--- Aufgabe A ---
Skaliere die Zeilen der Auflistung, beginnend mit der Zeile, die „background in this picture.“ enthält, und endend mit der Zeile, die „[804,500,850,531]“ enthält, und gib nur diese Zeilen vollständig wieder aus, auch jene ohne Koordinaten. Multipliziere dabei jede Koordinate der Begrenzungsrahmen in den Antworten mit 1,2 und runde auf ganze Zahlen, wobei Hälften aufgerundet werden.

--- Textauszug ---
2. Tag 96km Brná bei Usti –
Mlékojedy bei Neratovice
KZ Theresienstadt: in den Tod geschickte Kinder |
Wir näherten uns Terezin, fuhren erst einen Schlenker durch Litomerice, wo wir aus einer Quelle tranken und wechselten dann die Flussseite, weil ich noch nicht dort war, aber dorthin mochte. Die Festung der österreichischen Kaiserin Theresia liegt ein Stück abseits der Elbe. 2021 wurden hier die WM-Läufe im Sprint-OL ausgetragen. 80 Jahre zuvor wurden hier im „Vorzeige“-KZ vor allem alte Menschen, aber auch furchtbar viele Kinder gefangen gehalten, umgebracht bzw. weiter weg gebracht und dort umgebracht.
Auch der 1. Weltkrieg schrieb hier Geschichte.
Und nun arbeiten hier Vietnamesen im Minimarkt und betteln Leute davor um Geld. Und Ratten fühlen sich hier auch pudelwohl, wie wohl in allen Städten.

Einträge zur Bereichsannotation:

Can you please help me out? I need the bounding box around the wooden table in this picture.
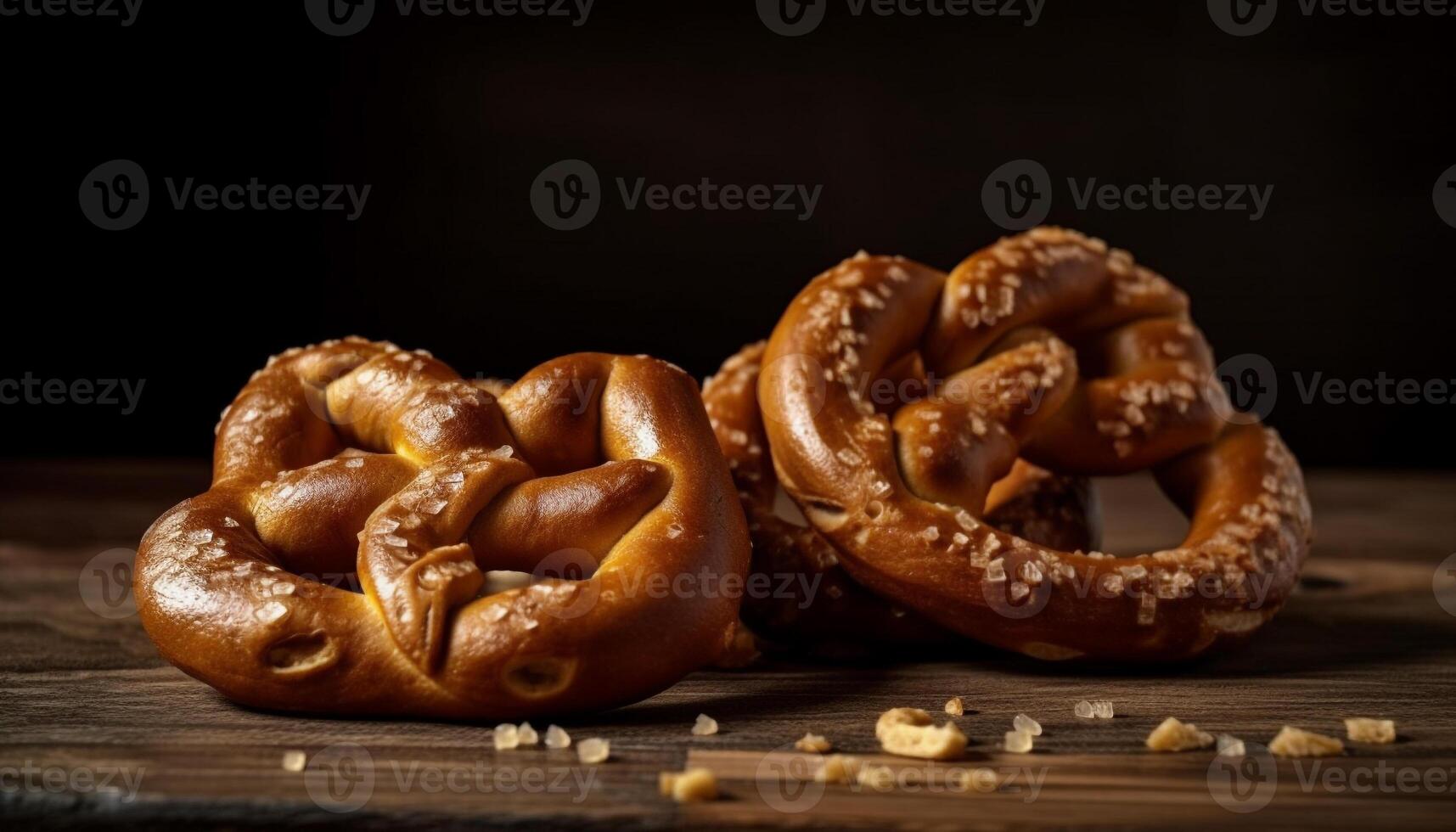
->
[0,462,1456,829]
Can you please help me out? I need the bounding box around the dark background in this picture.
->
[0,0,1456,468]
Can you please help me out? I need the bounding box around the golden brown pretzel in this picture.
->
[135,338,749,718]
[703,341,1101,655]
[759,228,1311,660]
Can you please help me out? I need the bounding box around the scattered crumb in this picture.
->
[1218,734,1246,756]
[1269,726,1346,756]
[656,767,717,803]
[1003,732,1031,753]
[1147,717,1214,750]
[856,765,896,791]
[1346,717,1395,745]
[491,722,521,750]
[814,753,863,783]
[546,726,571,749]
[1010,714,1041,737]
[794,734,835,753]
[875,708,965,759]
[945,767,998,794]
[283,749,309,771]
[576,737,611,763]
[713,621,763,670]
[693,714,717,737]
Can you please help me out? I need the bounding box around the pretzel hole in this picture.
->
[267,629,340,675]
[501,655,576,700]
[804,500,850,531]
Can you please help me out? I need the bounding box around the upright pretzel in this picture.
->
[759,228,1311,660]
[135,338,749,718]
[703,341,1101,655]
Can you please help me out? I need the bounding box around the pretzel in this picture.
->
[703,341,1101,655]
[759,228,1311,660]
[135,338,749,718]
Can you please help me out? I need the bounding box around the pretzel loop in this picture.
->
[135,338,749,718]
[759,228,1311,660]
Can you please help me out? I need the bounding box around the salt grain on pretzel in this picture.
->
[757,228,1311,660]
[135,338,749,719]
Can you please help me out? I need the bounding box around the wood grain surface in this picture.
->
[0,462,1456,829]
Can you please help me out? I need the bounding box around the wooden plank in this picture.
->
[0,464,1456,829]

--- Aufgabe B ---
Aktualisiere im Reisebericht den Abschnitt beginnend mit „2. Tag 96km“ und endend mit „und dort umgebracht.“, indem du „Terezin“ durch „Terezín“ ersetzt, und gib diesen Abschnitt wieder.

--- Lösung A ---
Can you please help me out? I need the bounding box around the dark background in this picture.
->
[0,0,1747,562]
Can you please help me out? I need the bounding box around the golden brown pretzel in this picture.
->
[162,406,899,862]
[844,409,1321,786]
[911,274,1573,792]
Can you please help me out? I need the bounding box around the scattered crumb in this picture.
->
[1462,881,1495,907]
[1523,871,1615,907]
[787,920,860,964]
[1204,878,1237,904]
[1376,860,1457,900]
[1027,918,1075,949]
[1615,860,1674,894]
[589,866,625,900]
[977,904,1036,940]
[655,871,685,899]
[1212,857,1249,884]
[953,881,1002,904]
[1050,850,1158,911]
[1134,920,1198,953]
[340,899,371,925]
[691,884,733,916]
[856,745,916,804]
[832,857,860,884]
Can you please help me out? I need the bounding box around the pretzel hole in this picture.
->
[320,755,408,810]
[601,786,691,840]
[965,600,1020,637]

--- Lösung B ---
2. Tag 96km Brná bei Usti –
Mlékojedy bei Neratovice
KZ Theresienstadt: in den Tod geschickte Kinder |
Wir näherten uns Terezín, fuhren erst einen Schlenker durch Litomerice, wo wir aus einer Quelle tranken und wechselten dann die Flussseite, weil ich noch nicht dort war, aber dorthin mochte. Die Festung der österreichischen Kaiserin Theresia liegt ein Stück abseits der Elbe. 2021 wurden hier die WM-Läufe im Sprint-OL ausgetragen. 80 Jahre zuvor wurden hier im „Vorzeige“-KZ vor allem alte Menschen, aber auch furchtbar viele Kinder gefangen gehalten, umgebracht bzw. weiter weg gebracht und dort umgebracht.